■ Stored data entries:

# # # #

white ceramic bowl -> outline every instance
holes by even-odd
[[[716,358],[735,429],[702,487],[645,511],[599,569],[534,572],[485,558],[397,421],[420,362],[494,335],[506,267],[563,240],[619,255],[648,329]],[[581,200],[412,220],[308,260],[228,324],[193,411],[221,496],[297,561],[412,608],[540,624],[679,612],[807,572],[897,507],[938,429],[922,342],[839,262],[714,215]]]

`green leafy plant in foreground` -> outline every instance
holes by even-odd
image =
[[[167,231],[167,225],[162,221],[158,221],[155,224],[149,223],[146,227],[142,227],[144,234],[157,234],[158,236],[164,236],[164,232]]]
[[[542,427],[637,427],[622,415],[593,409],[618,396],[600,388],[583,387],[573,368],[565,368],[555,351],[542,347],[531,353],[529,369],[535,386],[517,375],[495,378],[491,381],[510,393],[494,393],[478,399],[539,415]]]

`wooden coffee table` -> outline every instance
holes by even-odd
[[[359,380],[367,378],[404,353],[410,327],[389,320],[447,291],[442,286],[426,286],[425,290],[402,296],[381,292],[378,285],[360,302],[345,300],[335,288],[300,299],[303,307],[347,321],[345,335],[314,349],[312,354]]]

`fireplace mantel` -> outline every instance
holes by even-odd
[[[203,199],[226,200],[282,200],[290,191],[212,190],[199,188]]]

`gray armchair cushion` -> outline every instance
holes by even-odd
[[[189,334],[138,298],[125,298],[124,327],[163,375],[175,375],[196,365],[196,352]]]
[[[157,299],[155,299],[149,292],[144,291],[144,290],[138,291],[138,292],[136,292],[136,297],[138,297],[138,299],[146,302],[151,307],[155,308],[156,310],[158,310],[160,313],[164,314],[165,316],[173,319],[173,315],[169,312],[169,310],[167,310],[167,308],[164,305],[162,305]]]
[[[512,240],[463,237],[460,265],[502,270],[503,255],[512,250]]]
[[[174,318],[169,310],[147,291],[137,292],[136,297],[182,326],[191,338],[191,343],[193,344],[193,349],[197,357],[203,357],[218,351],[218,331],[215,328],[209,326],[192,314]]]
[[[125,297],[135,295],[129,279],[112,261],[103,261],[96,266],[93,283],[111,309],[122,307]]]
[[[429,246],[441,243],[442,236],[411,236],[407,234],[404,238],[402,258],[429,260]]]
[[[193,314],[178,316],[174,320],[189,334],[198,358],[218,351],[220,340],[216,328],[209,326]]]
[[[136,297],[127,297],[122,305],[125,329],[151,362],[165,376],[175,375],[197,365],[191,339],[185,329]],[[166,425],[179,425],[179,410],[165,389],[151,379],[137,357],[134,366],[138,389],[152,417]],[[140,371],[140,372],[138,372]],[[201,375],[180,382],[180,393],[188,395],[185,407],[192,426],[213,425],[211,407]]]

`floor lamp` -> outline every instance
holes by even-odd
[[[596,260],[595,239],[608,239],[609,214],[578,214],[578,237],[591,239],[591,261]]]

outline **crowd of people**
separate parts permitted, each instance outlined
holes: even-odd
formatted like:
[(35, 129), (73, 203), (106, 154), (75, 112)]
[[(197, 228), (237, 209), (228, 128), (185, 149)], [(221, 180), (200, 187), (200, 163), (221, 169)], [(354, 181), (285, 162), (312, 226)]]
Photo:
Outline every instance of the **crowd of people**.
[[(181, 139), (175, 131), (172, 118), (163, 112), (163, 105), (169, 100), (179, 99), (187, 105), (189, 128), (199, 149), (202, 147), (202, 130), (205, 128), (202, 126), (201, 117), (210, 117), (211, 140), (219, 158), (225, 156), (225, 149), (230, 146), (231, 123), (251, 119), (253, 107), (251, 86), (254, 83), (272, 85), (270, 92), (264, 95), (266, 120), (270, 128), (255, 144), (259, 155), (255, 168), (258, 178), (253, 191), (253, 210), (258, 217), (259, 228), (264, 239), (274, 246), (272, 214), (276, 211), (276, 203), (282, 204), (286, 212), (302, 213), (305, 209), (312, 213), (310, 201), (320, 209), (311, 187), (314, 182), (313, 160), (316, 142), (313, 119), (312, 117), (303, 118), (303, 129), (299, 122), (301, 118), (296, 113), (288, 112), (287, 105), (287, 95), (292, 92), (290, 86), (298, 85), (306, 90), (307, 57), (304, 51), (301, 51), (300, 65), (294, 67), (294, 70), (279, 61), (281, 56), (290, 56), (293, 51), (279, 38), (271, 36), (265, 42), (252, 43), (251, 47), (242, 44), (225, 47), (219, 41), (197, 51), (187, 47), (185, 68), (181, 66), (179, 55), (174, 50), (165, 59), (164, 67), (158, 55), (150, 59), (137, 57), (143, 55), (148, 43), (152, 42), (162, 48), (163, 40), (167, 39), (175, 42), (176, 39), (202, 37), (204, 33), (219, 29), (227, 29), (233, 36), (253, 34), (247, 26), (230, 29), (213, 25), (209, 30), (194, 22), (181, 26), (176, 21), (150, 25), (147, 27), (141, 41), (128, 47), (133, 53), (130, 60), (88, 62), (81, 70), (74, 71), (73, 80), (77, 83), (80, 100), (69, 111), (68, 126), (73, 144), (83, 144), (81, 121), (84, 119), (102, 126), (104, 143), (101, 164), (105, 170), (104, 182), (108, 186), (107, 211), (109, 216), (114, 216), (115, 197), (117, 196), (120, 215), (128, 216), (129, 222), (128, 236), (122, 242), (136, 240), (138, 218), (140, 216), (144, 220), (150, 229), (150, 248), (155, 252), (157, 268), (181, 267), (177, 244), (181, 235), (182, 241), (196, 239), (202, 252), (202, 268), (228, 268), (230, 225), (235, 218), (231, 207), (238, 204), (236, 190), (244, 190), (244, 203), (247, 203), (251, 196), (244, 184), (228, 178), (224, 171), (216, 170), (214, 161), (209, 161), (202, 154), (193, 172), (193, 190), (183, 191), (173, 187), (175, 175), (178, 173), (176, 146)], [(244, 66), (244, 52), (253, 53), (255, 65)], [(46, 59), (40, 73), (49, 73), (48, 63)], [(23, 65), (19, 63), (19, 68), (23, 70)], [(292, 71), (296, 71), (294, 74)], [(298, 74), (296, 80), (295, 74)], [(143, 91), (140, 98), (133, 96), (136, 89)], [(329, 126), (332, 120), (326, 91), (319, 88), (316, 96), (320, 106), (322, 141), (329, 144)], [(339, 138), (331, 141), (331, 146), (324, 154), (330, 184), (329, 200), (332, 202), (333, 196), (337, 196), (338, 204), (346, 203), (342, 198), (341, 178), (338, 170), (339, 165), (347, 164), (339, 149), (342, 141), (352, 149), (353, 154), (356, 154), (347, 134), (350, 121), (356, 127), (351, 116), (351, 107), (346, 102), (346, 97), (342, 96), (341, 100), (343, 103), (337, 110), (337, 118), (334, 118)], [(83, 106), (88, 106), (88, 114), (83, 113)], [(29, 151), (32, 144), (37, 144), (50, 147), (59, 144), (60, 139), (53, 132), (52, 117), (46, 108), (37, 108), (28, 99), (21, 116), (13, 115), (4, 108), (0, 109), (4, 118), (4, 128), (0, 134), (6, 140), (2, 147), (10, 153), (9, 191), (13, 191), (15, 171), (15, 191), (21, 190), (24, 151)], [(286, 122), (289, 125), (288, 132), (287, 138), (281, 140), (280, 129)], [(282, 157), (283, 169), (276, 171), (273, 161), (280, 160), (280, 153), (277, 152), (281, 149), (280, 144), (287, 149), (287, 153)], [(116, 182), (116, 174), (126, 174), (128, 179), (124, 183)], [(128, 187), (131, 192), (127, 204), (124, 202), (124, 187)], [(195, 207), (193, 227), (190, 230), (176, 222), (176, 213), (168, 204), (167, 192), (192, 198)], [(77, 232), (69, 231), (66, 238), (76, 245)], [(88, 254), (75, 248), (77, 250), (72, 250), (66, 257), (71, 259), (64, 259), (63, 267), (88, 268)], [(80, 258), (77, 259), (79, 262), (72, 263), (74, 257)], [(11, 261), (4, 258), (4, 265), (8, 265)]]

# # # #

■ Task details: Write out the lines above without alteration, beginning at the line that contains "outline **crowd of people**" and ending after the line that contains "Outline every instance of".

■ Completed exercise:
outline **crowd of people**
separate parts permitted, each instance outlined
holes: even-odd
formatted like:
[(35, 129), (73, 203), (106, 154), (75, 112)]
[[(197, 228), (237, 209), (228, 128), (185, 149)], [(221, 180), (200, 187), (200, 163), (221, 169)], [(354, 181), (285, 162), (312, 226)]]
Photo:
Outline every instance of the **crowd of people**.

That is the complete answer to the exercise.